Please reproduce the items below word for word, from the very first line through the line containing "point(448, 121)", with that line included.

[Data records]
----

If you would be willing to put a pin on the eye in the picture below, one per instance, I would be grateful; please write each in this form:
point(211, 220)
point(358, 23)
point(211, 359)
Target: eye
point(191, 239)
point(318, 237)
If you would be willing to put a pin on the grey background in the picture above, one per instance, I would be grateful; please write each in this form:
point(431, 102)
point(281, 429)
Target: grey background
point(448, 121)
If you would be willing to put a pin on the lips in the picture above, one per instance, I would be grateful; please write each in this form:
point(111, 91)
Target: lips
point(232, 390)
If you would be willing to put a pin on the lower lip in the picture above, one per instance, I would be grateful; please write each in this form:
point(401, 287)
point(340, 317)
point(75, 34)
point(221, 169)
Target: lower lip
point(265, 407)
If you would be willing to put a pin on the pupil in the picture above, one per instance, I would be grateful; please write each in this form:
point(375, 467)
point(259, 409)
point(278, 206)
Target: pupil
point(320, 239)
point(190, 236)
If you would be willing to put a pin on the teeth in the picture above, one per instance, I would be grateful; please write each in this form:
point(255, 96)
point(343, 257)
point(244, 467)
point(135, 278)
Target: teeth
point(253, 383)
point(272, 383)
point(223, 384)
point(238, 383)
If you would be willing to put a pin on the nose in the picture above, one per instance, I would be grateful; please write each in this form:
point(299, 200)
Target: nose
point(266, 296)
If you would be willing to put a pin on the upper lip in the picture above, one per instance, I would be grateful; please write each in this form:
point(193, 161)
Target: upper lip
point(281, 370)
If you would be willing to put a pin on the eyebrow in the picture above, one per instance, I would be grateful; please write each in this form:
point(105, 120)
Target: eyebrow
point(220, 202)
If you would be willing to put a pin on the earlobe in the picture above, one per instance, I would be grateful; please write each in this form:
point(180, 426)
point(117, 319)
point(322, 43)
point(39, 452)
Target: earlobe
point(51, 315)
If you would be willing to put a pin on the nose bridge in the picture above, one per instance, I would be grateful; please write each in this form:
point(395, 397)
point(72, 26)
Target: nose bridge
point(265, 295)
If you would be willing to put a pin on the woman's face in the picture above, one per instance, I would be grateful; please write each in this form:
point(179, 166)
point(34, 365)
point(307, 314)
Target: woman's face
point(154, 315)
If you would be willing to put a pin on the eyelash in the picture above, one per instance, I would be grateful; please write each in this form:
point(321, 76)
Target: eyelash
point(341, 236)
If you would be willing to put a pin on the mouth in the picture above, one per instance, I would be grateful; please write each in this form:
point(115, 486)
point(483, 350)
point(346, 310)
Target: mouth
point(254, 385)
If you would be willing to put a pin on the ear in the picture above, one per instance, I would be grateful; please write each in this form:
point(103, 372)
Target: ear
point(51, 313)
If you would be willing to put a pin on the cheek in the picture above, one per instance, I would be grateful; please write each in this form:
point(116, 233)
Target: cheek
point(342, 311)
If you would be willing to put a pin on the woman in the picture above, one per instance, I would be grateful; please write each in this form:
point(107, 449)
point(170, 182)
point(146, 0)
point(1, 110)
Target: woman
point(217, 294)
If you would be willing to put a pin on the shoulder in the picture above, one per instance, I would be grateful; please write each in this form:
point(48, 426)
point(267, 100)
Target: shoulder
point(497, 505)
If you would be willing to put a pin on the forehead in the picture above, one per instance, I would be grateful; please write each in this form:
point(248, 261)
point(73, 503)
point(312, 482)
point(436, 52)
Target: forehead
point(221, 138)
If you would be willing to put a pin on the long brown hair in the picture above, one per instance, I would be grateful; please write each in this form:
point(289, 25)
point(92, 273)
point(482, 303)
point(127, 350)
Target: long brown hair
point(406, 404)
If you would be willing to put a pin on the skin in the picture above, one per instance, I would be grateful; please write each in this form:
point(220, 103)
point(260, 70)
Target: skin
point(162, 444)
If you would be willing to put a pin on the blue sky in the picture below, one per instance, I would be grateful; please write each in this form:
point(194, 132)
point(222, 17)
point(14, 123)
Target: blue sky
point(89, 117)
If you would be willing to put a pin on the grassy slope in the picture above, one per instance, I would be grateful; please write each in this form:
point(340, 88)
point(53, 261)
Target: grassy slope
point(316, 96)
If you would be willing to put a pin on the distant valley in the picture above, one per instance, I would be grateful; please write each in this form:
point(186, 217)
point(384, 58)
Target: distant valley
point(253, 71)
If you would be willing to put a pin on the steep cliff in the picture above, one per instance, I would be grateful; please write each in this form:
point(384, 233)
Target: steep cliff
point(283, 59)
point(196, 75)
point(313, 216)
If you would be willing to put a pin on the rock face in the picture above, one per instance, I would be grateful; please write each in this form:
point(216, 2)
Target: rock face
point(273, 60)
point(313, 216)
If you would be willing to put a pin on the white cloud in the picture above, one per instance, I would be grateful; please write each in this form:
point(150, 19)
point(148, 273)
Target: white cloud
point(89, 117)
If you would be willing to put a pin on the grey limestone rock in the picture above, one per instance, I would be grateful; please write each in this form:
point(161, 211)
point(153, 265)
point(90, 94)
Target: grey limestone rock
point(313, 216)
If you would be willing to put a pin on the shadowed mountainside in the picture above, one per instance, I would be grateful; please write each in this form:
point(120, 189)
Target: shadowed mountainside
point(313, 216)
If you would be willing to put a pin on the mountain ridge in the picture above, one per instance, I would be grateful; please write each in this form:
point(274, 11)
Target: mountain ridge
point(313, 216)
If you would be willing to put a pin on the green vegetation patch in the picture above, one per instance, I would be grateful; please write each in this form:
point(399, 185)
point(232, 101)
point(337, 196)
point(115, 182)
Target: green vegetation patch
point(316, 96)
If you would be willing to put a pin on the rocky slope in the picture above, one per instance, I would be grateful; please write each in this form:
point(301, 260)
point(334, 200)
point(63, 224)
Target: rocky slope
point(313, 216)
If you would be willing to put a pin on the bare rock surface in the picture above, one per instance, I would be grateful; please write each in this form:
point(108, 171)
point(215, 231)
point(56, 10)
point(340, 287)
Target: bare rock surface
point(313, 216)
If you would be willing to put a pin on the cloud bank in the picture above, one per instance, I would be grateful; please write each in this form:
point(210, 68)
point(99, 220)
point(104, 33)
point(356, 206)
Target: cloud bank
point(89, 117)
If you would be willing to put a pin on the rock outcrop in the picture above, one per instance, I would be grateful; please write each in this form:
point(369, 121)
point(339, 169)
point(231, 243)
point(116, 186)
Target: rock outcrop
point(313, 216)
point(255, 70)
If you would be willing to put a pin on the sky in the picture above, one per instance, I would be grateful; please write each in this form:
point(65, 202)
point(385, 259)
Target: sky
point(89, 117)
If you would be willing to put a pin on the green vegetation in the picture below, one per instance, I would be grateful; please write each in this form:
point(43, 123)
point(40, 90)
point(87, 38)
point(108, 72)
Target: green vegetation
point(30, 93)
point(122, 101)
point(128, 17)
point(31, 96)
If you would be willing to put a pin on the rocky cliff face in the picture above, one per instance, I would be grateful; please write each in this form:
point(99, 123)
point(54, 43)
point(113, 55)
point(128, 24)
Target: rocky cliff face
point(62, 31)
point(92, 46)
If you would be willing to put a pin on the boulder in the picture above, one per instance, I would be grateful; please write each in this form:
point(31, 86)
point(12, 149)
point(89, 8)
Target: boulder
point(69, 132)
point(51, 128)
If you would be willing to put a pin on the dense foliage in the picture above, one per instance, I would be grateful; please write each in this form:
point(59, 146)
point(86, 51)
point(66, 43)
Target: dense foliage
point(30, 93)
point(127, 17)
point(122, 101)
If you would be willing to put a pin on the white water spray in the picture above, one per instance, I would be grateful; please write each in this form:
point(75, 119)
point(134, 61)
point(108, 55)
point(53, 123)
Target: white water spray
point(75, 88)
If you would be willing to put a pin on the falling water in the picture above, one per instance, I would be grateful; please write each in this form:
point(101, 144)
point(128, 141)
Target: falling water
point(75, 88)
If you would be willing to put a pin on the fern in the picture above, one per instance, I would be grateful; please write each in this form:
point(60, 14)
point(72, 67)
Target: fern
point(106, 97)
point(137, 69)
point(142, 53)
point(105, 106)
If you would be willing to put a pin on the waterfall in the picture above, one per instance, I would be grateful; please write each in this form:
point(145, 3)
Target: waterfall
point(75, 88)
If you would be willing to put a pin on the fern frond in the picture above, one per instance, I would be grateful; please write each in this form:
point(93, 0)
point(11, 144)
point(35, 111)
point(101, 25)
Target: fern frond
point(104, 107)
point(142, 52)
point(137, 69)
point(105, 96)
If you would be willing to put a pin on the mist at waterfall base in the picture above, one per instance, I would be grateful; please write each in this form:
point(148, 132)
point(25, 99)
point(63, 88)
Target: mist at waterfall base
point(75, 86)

----

### IN RESPONSE
If you would be willing to put a pin on the eye in the picture below, one per instance, I would be grateful; please write each in this form:
point(211, 220)
point(358, 23)
point(211, 359)
Target: eye
point(191, 239)
point(318, 237)
If you would be willing to put a pin on the grey background in the picture above, one per instance, I would be grateful; please write each in this form:
point(431, 102)
point(281, 429)
Target: grey background
point(448, 121)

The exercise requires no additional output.